DOKUMENTTEXT:
******************************

Wer macht sich gerne seine Finger schmutzig? Wer den Erfolg will, der kann keine Gegner in der eigenen beruflichen Nachbarschaft gebrauchen. Je mehr Akteure aalglatt und vorsichtig agieren, desto mehr Diskussionen bleiben ungeklärt und desto weniger Leadership kann in der Energiewende stattfinden. Das Phänomen der Network-Nimbys ist geboren. Das „Not-in-my-backyard“ verwischt Klarheit und begünstigt jenen Opportunismus, der die Pforten für große Fehlentwicklungen eröffnet. Die Selbstreflektion des Branchen-Politik-Komplexes wurde für den Individualnutzen geopfert: Wer will sich schon selbst im Wege stehen und seine kostbaren beruflichen Beziehungen belasten… Stimmt meine Behauptung?

Wenn Sie mir im Kommentarfeld contra geben, dann würde mich dies erleichtern: Network-NIMBY´s bereiten mir Sorgen – sie begünstigen den Status-quo und verhindern nötige gesellschaftliche Transformationsprozesse. Große Fragen bleiben so ohne Antwort.

Erfolgreiche Lemminge oder Zeit für Kulturwandel?

******************************

MATERIAL:
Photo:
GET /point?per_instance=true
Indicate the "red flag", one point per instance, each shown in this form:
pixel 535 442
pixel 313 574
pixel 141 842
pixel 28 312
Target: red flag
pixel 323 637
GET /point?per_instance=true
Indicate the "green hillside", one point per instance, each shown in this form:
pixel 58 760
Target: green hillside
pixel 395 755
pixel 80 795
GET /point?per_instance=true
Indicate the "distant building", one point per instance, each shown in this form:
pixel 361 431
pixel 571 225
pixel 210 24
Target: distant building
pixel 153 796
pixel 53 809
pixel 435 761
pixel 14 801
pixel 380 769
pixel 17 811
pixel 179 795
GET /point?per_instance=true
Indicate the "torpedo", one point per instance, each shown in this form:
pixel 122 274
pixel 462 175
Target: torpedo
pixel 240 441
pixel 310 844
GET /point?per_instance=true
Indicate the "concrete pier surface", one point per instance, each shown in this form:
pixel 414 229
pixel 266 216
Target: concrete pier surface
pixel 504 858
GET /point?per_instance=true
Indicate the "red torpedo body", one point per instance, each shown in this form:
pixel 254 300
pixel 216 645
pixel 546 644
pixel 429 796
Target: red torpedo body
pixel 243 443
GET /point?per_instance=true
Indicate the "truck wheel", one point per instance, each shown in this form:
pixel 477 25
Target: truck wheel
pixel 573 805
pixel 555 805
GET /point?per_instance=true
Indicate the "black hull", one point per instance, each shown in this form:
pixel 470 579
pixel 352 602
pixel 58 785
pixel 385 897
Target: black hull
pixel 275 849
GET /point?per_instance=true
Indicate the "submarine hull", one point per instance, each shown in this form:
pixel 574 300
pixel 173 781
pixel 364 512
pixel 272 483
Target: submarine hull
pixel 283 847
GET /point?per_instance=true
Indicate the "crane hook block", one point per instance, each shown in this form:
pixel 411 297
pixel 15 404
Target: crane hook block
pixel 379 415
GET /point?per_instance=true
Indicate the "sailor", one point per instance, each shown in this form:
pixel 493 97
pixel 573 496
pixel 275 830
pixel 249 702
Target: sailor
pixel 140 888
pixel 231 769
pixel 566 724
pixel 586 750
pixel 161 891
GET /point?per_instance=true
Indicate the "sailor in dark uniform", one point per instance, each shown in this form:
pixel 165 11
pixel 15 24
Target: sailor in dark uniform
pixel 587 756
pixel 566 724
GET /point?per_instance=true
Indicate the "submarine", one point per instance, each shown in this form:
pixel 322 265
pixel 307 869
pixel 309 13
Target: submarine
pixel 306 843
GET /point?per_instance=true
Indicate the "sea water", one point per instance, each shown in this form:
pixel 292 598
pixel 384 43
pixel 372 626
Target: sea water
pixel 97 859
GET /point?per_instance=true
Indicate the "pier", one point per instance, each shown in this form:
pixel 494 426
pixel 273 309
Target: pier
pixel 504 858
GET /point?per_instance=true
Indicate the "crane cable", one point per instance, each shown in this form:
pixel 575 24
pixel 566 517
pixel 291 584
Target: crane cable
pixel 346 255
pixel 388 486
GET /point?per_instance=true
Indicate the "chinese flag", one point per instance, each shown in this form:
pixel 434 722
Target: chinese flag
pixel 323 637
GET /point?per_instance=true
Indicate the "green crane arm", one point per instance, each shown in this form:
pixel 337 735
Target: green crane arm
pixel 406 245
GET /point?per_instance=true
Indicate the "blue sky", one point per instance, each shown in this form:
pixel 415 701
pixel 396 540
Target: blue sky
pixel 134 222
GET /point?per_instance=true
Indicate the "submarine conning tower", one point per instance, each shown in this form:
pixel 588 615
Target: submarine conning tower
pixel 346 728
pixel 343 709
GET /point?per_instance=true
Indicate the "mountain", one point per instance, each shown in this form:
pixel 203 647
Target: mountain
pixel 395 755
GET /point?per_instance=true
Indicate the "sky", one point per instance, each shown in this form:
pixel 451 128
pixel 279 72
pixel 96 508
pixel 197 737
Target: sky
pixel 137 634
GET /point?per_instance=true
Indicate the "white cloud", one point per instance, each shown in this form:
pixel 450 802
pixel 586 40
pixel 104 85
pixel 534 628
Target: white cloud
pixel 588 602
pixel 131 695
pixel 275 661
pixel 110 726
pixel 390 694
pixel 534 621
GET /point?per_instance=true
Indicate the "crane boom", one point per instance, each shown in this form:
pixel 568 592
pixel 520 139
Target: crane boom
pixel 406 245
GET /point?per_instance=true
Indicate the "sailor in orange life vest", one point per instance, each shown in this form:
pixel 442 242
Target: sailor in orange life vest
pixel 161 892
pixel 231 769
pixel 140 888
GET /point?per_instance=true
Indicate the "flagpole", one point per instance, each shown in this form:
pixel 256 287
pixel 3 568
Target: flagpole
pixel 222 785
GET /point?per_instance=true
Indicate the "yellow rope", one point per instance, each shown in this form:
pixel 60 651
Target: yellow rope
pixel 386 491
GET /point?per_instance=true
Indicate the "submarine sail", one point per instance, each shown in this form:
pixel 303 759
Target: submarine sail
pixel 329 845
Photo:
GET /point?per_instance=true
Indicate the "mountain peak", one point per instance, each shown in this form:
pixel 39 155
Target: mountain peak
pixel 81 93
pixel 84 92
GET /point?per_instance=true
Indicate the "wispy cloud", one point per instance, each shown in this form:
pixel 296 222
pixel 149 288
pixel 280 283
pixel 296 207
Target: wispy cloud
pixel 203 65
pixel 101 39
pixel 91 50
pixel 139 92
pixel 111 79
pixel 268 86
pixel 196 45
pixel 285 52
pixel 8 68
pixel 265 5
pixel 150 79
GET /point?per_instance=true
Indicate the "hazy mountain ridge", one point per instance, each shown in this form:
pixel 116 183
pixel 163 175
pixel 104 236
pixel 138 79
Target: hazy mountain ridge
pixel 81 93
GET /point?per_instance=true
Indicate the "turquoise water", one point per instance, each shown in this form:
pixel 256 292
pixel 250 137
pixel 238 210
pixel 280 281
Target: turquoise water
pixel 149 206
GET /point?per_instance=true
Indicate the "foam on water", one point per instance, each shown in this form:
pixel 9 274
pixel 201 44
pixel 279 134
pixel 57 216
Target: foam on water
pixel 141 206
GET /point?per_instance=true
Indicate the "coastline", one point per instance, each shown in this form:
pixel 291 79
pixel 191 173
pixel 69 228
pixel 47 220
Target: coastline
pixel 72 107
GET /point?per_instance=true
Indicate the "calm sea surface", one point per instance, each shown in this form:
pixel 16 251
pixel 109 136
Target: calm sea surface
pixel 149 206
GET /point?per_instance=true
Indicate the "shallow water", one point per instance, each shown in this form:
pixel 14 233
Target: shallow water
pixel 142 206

******************************

IHRE AUFGABEN:
• 1. Schreiben Sie bitte den Text über Network-Nimbys ab, beginnend bei „Wenn Sie mir“ und endend bei „Zeit für Kulturwandel?“.
• 2. Was wurde laut dem Text über Network-Nimbys für den Individualnutzen geopfert?
• 3. Fassen Sie den Text über Network-Nimbys in zwei Sätzen zusammen.

ERGEBNISSE:
• 1.
Wenn Sie mir im Kommentarfeld contra geben, dann würde mich dies erleichtern: Network-NIMBY´s bereiten mir Sorgen – sie begünstigen den Status-quo und verhindern nötige gesellschaftliche Transformationsprozesse. Große Fragen bleiben so ohne Antwort.

Erfolgreiche Lemminge oder Zeit für Kulturwandel?

• 2. Die Selbstreflektion des Branchen-Politik-Komplexes.

• 3. Wenn Akteure aus Rücksicht auf ihre beruflichen Beziehungen aalglatt und vorsichtig agieren, bleiben Diskussionen ungeklärt und es findet weniger Leadership in der Energiewende statt; so entsteht das Phänomen der Network-Nimbys. Im Text wird die Sorge geäußert, dass Network-NIMBYs den Status quo begünstigen, nötige gesellschaftliche Transformationsprozesse verhindern und große Fragen ohne Antwort lassen.